**Exercise directions**
Continue the mailing-list message about making @llvm.objectsize more conservative with null from the point where it stops.
** start of Source extract **
[llvm-dev] RFC: Allowing @llvm.objectsize to be more conservative with null.

George Burgess IV via llvm-dev llvm-dev at lists.llvm.org
Mon Jan 2 13:18:59 PST 2017


> Continuing from above: in other words, since your use case is always
> setting the `null-is-unknown` bit, can you re-define @llvm.objectsize
> to have that semantic without adding a new parameter?
>
> That's not backward compatible, but there's a simple but conservative
> update strategy.

That would almost definitely be the simplest way forward, but I'm unsure
how happy this would make other users of objectsize. In particular, our
objectsize sanitizer will no longer catch any null-related issues like:

struct Foo { int a; };
int getA(struct Foo *f) { return f->a; }
int getA2() { struct Foo *f = 0; return f->a; }

// getA2 now traps rather than calling a special ubsan-check-failed function

Grepping through, that's the only other direct user of objectsize that I
can find. If we're okay with that loss in accuracy (and don't believe that
we have other objectsize users that care), I'm happy to just alter
objectsize's default behavior and see how it does.

> However, none of this matters if we're not in a position to change the
> specification.

Sadly, we're not. :/

On Mon, Jan 2, 2017 at 11:45 AM, Sanjoy Das <sanjoy at playingwithpointers.com>
wrote:

> Hi George,
>
> On Mon, Jan 2, 2017 at 10:41 AM, George Burgess IV
> <george.burgess.iv at gmail.com> wrote:
> > Thanks for the comments!
> >
> >> Have you considered changing our existing behavior to match GCC's
> >> builtin_object_size instead of adding a new parameter
> >
> > Yup! My issue with turning `i1 %min` into `i8 %flags` is that
> > __builtin_object_size would get lowered like:
> >
> > __builtin_object_size(p, 0) -> @llvm.objectsize(i8* %p, i8 2)
> > __builtin_object_size(p, 1) -> @llvm.objectsize(i8* %p, i8 2)
> > __builtin_object_size(p, 2) -> @llvm.objectsize(i8* %p, i8 3)
> > (__builtin_object_size(p, 3) doesn't actually get lowered)
> >
> > ...Which might be a bit surprising to some people. If we think that's a
> > non-issue, I'm happy to take the simpler approach and use an i8.
>
> What I had in mind was:
>
>  __builtin_object_size(p, 0) -> @llvm.objectsize(i8* %p, i1 0)
>  __builtin_object_size(p, 1) -> @llvm.objectsize(i8* %p, i1 0)
>  __builtin_object_size(p, 2) -> @llvm.objectsize(i8* %p, i1 1)
>  __builtin_object_size(p, 3) -> @llvm.objectsize(i8* %p, i1 1)
>
> and changing the specification of @llvm.objectsize to match.
** end of Source extract **
** start of Dataset excerpt **
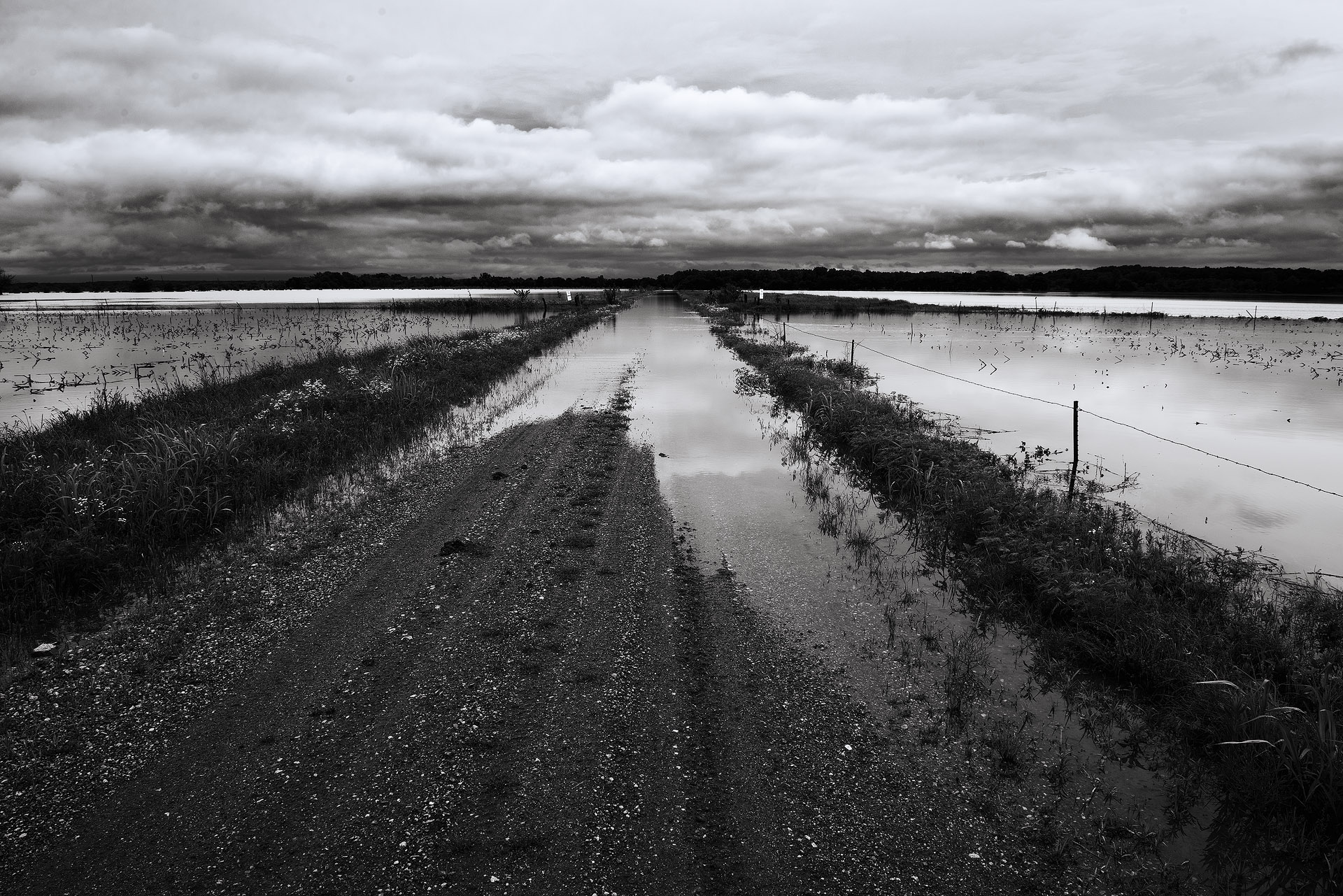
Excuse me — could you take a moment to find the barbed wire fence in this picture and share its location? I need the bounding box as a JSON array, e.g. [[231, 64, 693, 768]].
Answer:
[[753, 318, 1343, 587]]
** end of Dataset excerpt **
**Exercise answer**
>
> >> We'll have to have some <min>-awareness either in clang (to decide if
> >> the <null-is-unknown> bit needs to be set) or in the middle end.  What
> >> is your plan here?
> >
> > My plan was just to always set the `null-is-unknown` bit when lowering a
> > call to __builtin_object_size in clang. If `min` is true, we treat
> unknown
> > and null values identically in @llvm.objectsize, so whether
> > `null-is-unknown` is set in that case shouldn't matter.
>
> Continuing from above: in other words, since your use case is always
> setting the `null-is-unknown` bit, can you re-define @llvm.objectsize
> to have that semantic without adding a new parameter?
>
> That's not backward compatible, but there's a simple but conservative
> update strategy.
>
> >> However, since Malloc can return null:
> >
> > I think I was unclear: this behavior would only exist if @llvm.objectsize
> > was actually handed null. I wasn't planning on changing how we'd handle
> > memory allocation functions that may return null (GCC gives back 2 for
> > __builtin_object_size(malloc(2), 0)). In other words, this
> `null-is-unknown`
> > bit only makes the objectsize evaluator see `T* null` as though it was
> `call
> > T* @opaque_user_defined_function()`, nothing else.
>
> I meant to say that it looks like the semantics of ObjectSizeMin(X) is
> that "return the conservative minimum object size for all values that
> X may take at runtime" (resp. ObjectSizeMax(X)).
>
> For instance this:
>
> void i(int c, volatile int* sink) {
>   void* mem1 = malloc(20);
>   void* mem2 = malloc(40);
>
>   *sink = __builtin_object_size(c ? mem1 : mem2, 0);
>   *sink = __builtin_object_size(c ? mem1 : mem2, 2);
> }
>
> is lowered to
>
>         movl    $40, (%rsi)
>         movl    $20, (%rsi)
>         ret
>
> by GCC.
>
> Applying the same logic to malloc(N), since it returns a location that
> has N dereferenceable bytes or NULL, it follows that
> ObjectSizeMin(malloc(N)) should return the smaller of
> ObjectSizeMin(NULL) and ObjectSizeMin(MemoryLocOfNBytes) == the
> smaller of ObjectSizeMin(NULL) and N.  Given that we want the result
> of ObjectSizeMin(malloc(N)) == UMIN(ObjectSizeMin(NULL), N) to be N,
> we'd want ObjectSizeMin(NULL) to be (unsigned)-1 for consistency.
>
> However, none of this matters if we're not in a position to change the
> specification.
>
> -- Sanjoy
>
>
> > This is also consistent with how @llvm.objectsize already acts: if the
> > pointer it's given is the result of a call to `malloc(N)`, it'll return N
> > regardless of the value of `min`.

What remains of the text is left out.